**Directions:**
In the cache design notes, what happens to executions that failed previously?

**Text excerpt:**
I opened another discussion based issue with a "simple" example as a walkthrough of the preliminary cache design (#47).

We might eventually want to build a background inotify daemon to track the inputs and outputs. This is pretty complicated, and we are not familiar with the inotify API, so this is a solution that will be explored if we need the performance boost.

I also think about things in this way:
A unique execution has:

  • inputs and outputs (not going into detail here)
  • "root process" executions (execve calls made by the original process)
  • child process executions (execve calls made by child processes the original process spawned)

Further Thoughts:

Different kinds of programs have different implications for cache implementation:

  1. Programs that just call fork after their first execve. This will be treated like one big execution. So either skip the whole thing or run the whole thing. Kind of a simple case from a caching view.

  2. Next up: a single process program. It can do one or more execve calls.

  • If it only has one execve call or this is the final execve call, we could use the replace with exit method to skip the execution.
  • Otherwise we have to use some other method, maybe replacing the call with a noop? It's kind of weird. I don't think the "replace execve with exit and continue" method will work because the process will just exit. Definitely has to be handled in a different way from fork + execve. It feels like we should be able to pick and choose which execve calls to run in this scenario, just have to get the method right. I think programs that have a mix of "root execution" calls and "child execution" calls will be the trickiest (see 3 below).
  1. Programs that fork + execve (what I expect the most). These programs can come with some mix of fork and execve, like the parent (root) process calling a couple execve calls of its own. But looking just at a straight fork + execve, we skip this by stopping the execve in the prehook and replacing it with exit, and continuing, setting the correct exit code in the correct register for the child process and copying the correct outputs from the cache.

Finally...

Okay, let's say it's a nice fork + execve multiprocess program (i.e. the perfect candidate). What if it has some nondeterminism, how would we know, and what would we do about it? Luckily, the bioinformatics workloads involve each process reading and writing to its own files, and no others. In the future, we may need to do conflict tracing or determinism enforcement, depending on benchmark choice and "best effort" vs. perfect coverage (like DetTrace). I think that perfect coverage will cause performance degradation, so we will have to figure out what "best effort" means for Process Cache.

it would be evicted if an input or output changed

I haven't thought about evictions too much. I thought it would be hard and complicated but this might work pretty well!

It was successful. Executions that failed previously will not be skipped; they will be allowed to run and fail again.

**Stored rows:**
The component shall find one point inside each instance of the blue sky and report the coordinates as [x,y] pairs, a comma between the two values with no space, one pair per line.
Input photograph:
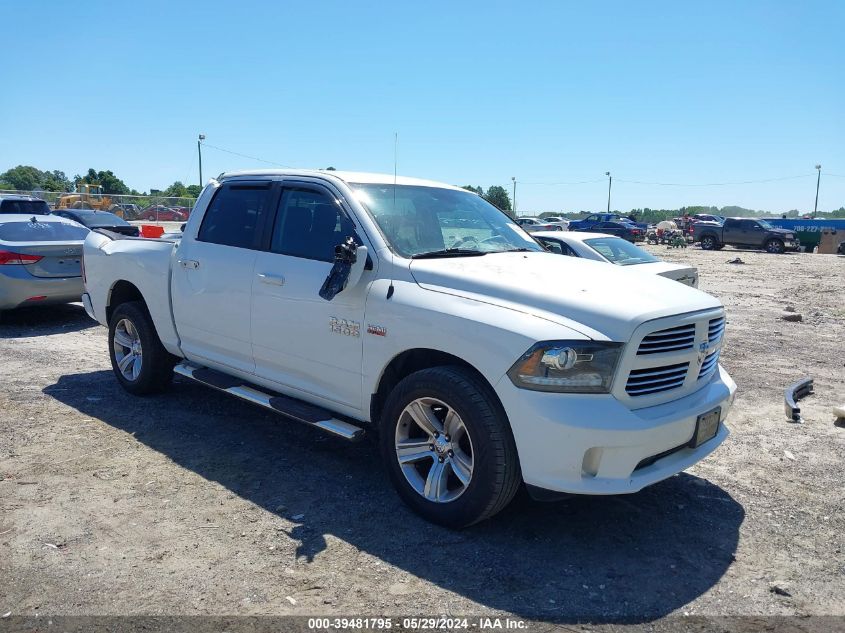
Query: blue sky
[479,92]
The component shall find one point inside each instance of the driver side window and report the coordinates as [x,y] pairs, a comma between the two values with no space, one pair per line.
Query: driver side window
[309,224]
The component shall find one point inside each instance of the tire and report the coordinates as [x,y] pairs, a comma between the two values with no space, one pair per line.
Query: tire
[709,243]
[152,370]
[480,472]
[775,246]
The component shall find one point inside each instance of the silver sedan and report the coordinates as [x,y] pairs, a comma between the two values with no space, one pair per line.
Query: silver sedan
[40,260]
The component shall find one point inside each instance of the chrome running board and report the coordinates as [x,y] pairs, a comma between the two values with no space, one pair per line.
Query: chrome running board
[298,410]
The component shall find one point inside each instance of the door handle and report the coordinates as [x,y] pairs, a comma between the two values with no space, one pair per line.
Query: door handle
[273,280]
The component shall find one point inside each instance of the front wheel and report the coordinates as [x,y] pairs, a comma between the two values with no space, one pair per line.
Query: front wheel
[140,362]
[448,447]
[775,246]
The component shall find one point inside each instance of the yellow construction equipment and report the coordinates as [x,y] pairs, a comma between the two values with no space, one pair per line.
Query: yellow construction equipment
[86,197]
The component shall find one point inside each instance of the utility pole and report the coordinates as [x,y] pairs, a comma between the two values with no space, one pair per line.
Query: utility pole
[199,151]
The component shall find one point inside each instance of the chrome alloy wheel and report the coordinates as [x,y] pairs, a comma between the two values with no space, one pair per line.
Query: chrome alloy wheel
[127,349]
[434,450]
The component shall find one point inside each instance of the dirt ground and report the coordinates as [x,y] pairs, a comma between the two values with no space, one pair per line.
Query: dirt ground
[195,503]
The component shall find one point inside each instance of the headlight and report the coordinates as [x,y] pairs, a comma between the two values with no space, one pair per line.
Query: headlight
[567,366]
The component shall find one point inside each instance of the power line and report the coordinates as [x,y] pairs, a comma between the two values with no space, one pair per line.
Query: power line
[260,160]
[713,184]
[582,182]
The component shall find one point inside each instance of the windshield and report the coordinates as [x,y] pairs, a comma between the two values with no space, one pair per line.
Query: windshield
[41,232]
[619,251]
[429,220]
[24,206]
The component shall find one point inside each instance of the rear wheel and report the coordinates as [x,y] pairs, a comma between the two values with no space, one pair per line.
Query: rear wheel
[448,447]
[140,362]
[775,246]
[709,243]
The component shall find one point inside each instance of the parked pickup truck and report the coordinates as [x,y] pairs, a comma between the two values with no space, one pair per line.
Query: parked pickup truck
[745,232]
[351,303]
[592,222]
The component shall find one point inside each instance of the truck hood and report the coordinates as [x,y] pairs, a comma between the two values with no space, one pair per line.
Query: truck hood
[601,301]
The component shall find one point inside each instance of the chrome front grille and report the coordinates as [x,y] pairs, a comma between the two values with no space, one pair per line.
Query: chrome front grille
[708,365]
[669,340]
[642,382]
[670,358]
[715,329]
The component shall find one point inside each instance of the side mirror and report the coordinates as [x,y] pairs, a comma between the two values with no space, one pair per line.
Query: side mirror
[349,262]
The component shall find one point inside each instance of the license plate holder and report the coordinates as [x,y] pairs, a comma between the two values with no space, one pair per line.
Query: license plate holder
[706,427]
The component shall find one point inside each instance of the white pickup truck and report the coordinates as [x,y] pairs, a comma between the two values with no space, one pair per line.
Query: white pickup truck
[356,302]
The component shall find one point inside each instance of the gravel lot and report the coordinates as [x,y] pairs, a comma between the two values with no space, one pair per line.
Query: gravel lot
[195,503]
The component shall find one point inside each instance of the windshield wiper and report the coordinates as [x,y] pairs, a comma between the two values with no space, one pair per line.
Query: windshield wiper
[448,252]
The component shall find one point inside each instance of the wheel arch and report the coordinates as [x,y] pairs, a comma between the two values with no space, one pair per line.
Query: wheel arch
[413,360]
[122,291]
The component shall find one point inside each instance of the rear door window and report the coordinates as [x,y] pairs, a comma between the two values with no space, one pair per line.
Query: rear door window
[41,232]
[309,224]
[237,214]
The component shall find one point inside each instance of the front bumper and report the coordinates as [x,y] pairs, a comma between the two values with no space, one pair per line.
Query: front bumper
[593,444]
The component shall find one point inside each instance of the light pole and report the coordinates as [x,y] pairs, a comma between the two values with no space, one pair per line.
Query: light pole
[199,151]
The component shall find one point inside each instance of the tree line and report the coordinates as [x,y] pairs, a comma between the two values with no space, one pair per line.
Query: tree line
[653,216]
[29,178]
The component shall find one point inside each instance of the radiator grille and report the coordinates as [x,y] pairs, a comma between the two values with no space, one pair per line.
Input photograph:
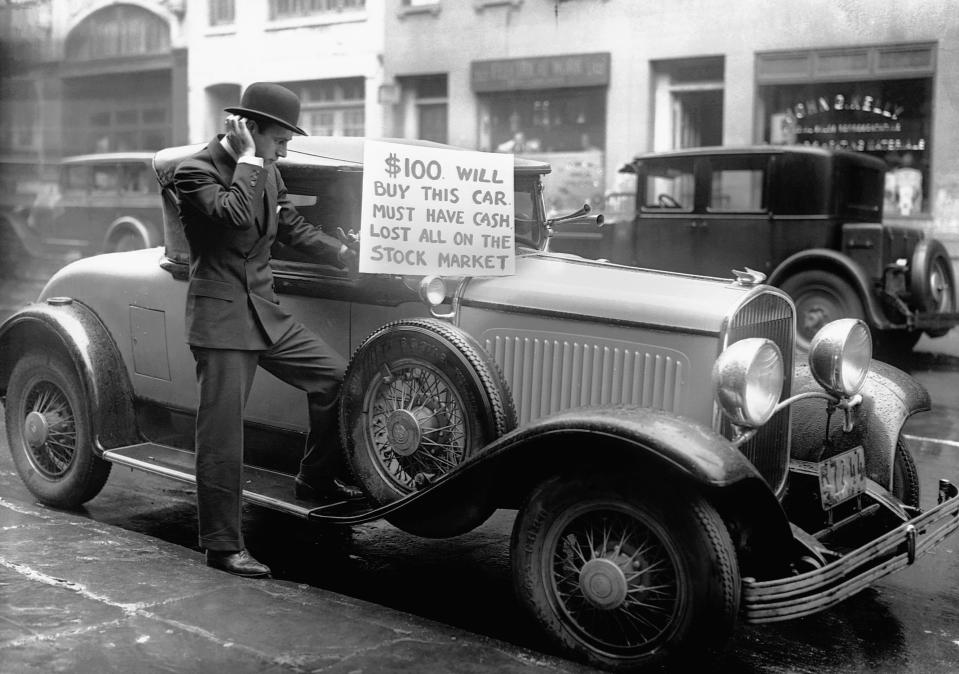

**Reply to the task:**
They are not skipped; they are allowed to run and fail again.